→ REQUEST: Report every line of the records below that contains the string "marble", copying each such line in full.

[Part of a data file]

○ ○ ○ ○ ○ ○ ○

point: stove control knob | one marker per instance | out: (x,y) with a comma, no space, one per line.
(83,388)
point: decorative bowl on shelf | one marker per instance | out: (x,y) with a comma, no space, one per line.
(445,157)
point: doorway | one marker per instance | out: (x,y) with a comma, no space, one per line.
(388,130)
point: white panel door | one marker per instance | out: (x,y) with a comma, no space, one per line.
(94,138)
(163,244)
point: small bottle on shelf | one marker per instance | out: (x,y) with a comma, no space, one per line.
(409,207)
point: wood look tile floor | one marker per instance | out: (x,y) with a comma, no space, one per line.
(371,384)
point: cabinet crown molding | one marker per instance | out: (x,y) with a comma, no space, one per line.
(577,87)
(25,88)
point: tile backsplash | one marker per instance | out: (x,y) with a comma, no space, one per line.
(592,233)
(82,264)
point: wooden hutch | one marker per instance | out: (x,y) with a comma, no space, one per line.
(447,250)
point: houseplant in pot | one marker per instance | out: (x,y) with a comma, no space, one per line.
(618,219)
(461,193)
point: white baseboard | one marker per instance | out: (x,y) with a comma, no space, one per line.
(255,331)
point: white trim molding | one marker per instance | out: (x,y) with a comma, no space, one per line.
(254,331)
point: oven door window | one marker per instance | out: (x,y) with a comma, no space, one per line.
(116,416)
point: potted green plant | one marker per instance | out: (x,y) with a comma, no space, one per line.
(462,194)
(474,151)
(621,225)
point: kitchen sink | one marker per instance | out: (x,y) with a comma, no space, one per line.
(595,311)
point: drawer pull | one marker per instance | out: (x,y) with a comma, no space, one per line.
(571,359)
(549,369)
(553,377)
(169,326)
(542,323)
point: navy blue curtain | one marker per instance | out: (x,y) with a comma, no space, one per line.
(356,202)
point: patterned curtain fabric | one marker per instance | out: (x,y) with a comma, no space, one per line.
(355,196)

○ ○ ○ ○ ○ ○ ○

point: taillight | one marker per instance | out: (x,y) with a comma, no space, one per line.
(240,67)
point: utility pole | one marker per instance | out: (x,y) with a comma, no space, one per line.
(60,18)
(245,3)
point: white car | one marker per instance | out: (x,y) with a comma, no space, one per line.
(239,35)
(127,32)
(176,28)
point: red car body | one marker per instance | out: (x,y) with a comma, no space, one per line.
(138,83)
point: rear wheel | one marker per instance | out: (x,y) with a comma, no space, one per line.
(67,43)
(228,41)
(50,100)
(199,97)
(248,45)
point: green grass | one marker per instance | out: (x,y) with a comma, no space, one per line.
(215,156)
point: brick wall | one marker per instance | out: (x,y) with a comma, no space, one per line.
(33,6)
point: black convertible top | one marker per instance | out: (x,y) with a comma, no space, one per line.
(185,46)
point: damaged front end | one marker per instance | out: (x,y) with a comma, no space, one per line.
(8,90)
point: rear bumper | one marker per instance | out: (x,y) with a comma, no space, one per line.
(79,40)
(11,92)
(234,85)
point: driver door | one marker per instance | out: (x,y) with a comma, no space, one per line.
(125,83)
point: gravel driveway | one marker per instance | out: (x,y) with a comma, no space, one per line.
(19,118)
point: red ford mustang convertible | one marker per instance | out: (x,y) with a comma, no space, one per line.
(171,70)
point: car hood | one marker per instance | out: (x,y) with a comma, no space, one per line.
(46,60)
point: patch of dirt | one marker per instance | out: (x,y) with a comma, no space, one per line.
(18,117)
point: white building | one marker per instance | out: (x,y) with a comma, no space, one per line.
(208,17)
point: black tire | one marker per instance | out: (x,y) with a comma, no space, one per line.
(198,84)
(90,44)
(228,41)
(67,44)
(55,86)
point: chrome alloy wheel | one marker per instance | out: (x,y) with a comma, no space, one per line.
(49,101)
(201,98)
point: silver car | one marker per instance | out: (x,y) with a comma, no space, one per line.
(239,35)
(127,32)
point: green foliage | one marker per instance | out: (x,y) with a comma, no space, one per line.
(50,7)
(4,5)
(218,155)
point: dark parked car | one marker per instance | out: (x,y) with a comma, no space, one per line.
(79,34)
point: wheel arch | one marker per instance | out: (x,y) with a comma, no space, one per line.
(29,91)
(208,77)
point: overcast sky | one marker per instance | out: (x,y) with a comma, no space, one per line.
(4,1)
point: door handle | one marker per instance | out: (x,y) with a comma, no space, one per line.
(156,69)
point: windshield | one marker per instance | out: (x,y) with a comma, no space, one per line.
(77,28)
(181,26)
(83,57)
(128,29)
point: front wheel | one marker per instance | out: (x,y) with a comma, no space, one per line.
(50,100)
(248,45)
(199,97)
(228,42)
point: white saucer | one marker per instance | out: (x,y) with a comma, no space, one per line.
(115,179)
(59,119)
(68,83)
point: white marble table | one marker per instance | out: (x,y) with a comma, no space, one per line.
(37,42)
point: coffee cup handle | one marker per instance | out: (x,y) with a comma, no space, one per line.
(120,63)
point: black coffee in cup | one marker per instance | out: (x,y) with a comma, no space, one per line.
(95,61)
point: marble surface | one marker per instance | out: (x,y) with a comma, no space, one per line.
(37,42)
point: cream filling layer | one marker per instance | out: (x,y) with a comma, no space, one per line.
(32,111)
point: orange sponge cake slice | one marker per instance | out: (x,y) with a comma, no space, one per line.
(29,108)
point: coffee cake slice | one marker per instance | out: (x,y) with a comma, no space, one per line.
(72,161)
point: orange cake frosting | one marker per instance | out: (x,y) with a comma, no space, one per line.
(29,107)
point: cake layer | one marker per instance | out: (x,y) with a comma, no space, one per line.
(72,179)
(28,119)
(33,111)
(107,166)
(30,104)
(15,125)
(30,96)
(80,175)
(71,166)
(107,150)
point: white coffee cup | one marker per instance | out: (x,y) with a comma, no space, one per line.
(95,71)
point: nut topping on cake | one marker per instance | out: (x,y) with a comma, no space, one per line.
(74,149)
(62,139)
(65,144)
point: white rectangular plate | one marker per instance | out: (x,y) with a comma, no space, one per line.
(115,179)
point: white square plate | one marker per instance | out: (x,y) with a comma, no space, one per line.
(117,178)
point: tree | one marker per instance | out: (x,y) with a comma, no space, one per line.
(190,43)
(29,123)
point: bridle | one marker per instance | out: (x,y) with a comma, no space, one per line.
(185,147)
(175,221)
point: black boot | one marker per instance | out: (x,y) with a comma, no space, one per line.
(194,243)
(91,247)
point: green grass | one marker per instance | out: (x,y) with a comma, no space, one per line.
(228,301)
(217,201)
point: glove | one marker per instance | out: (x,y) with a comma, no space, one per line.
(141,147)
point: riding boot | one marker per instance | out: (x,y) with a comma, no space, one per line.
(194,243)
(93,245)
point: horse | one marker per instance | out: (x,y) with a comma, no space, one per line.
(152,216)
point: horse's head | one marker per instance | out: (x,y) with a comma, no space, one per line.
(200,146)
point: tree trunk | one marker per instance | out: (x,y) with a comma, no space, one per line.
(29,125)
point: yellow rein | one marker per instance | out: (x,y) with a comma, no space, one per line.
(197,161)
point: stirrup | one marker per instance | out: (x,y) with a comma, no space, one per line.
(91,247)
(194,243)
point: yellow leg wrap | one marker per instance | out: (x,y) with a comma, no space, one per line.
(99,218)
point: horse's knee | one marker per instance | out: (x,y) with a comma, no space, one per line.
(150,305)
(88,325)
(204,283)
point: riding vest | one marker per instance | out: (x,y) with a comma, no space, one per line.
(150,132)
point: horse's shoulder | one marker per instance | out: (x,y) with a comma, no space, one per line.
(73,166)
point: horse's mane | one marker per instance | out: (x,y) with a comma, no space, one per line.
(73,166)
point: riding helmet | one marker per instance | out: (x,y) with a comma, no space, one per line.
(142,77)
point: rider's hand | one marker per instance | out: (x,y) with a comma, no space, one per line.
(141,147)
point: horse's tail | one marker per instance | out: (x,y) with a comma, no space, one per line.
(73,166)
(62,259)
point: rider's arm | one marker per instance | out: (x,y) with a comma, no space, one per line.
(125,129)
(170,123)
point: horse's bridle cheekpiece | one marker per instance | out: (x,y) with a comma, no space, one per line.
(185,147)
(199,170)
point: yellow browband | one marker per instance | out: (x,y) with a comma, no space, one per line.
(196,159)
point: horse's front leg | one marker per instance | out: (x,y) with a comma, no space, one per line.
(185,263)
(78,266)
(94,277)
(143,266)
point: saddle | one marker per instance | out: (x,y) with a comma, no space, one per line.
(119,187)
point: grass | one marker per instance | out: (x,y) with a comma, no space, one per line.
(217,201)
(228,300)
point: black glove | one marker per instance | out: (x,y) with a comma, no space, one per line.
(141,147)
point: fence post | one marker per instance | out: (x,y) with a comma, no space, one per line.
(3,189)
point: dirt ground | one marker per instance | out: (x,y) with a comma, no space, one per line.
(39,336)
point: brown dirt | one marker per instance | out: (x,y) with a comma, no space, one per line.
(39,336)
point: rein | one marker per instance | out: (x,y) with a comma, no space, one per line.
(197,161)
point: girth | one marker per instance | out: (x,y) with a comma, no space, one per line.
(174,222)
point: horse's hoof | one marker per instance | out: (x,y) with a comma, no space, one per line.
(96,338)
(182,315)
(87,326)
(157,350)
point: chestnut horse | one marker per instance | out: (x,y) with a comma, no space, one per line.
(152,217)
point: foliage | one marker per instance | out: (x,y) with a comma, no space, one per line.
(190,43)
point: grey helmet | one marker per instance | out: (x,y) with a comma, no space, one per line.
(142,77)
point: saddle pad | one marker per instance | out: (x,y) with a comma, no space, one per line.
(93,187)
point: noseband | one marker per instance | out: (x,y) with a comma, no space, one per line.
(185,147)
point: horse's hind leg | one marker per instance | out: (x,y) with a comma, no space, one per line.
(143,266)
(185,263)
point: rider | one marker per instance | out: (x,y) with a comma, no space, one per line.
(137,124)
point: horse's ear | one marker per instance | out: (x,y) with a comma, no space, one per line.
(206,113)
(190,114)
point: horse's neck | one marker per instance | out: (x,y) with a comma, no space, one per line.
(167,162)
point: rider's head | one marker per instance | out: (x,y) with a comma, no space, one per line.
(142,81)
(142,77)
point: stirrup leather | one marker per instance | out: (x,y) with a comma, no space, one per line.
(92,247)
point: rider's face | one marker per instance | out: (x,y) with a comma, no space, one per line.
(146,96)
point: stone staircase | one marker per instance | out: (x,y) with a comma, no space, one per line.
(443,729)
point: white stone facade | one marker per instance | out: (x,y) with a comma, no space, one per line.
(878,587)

○ ○ ○ ○ ○ ○ ○

→ WRITTEN RESPONSE:
point: white marble table | one marker per instance | out: (x,y) with a comma, no space, one per line.
point: marble surface | one marker per instance | out: (x,y) with a comma, no space, one per line.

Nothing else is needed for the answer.